Problem requirements: Continue the 1958 news article about Fidel Castro splitting the Cuban opposition, picking up after its final sentence.

Study text:
•••••

The New York Times
January 4, 1958

Cuban Opposition Split By Castro
Rebel Leader Repudiates the Council of Liberation--Othodox Party Quits

By Peter Kihss

A passionate, bitter letter from Fidel Castro, leader of the thirteen-month-old insurrection in the mountains of eastern Cuba, has split the Cuban political opposition to President Fulgencio Batista.

Senor Castro repudiated that Council of Liberation set up last Nov. 1 in Miami in the name of seven opposition groups.  His movement's departure from the Council this week has been followed by the withdrawal of the Orthodoxal party of Dr. Roberto Agramonte and Dr. Manuel Bisbe.

The Miami Council was thus left primarily with the Authentic party forces around former President Carlos Prio Socarras.  Late yesterday, Dr. Manuel Varona, the Council's president, said it was "not functioning" as a result of the walkouts.

Castro Urged to Reconsider

But Dr. Varona said the Authentic party was sending a letter to Senor Castro containing arguments for unity and asking him to reconsider "on behalf of the country's present necessity and future stability."

In addition, he said, the Authentic party has decided to accept Senor Castro's proposed candidate for president, Dr. Manuel Urrutia Lleo, a former judge in Oriente Province, Dr. Agramonte revealed yesterday that Dr. Urrutia was first proposed last November by the Orthodox group.

The Council first started work Dec. 24 on a list of five candidates, from which, under earlier opposition plans, civic organizations in Cuba would jointly pick a Provisional President.  But, the majority then left Dr. Urrutia off the list, and he had had only Orthodox and Castro votes.

•••••

Information supplied:
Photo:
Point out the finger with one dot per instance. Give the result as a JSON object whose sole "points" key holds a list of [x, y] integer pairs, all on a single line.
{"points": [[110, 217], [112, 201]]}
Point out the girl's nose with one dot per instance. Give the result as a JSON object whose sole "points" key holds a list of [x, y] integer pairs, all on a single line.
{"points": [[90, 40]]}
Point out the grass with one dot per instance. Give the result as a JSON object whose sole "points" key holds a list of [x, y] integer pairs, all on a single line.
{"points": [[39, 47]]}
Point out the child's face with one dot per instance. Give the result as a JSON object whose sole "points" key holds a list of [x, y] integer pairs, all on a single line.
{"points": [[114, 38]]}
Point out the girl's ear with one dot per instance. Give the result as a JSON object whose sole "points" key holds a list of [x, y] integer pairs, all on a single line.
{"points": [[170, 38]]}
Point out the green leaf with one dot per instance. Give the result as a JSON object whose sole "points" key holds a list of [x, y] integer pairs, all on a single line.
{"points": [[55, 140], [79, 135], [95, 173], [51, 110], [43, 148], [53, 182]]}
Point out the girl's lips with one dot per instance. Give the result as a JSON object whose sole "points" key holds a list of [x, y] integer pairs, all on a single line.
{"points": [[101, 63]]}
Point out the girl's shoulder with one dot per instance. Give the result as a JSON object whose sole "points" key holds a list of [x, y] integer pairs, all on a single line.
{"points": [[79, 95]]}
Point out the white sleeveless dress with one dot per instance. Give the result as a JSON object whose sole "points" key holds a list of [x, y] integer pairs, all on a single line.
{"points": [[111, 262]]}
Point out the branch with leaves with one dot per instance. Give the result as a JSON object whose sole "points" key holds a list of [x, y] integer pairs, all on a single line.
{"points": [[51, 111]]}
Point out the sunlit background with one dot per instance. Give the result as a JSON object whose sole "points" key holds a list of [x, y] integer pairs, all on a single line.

•••••

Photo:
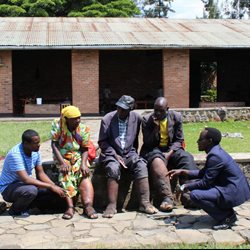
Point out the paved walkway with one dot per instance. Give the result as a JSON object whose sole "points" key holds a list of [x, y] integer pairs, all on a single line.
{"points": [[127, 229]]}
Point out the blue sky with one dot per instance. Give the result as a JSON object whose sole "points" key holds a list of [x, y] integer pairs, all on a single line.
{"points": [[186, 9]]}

•••••

The answer:
The Council, Dr. Varona said, at that time agreed on four other names.  These were Dr. Felipe Pazos, former president of the National Bank of Cuba, a Castro representative; Dr. Jose Miro Cardona, president of the Cuban Lawyers' Association; Dr. Raul de Velasco, president of the Cuban Medical Association, and Dr. Rafael Garcia Barcenas, Professor of Philosophy at the University of Havana.

Letter Made Available

The splintering of the opposition became known with the availability of the text of a thirty-four-page handwritten letter sent by Senor Castro from the Sierra Maestra Dec. 14 on behalf of his party's directorate.  Addressed to the six other groups, it reached Miami Monday.

Senor Castro asserted his 26th of July Movement was alone carrying on the entire revolutionary struggle inside Cuba while "other compatriots, having had all means, have denied systematically, not to say criminally, all aid."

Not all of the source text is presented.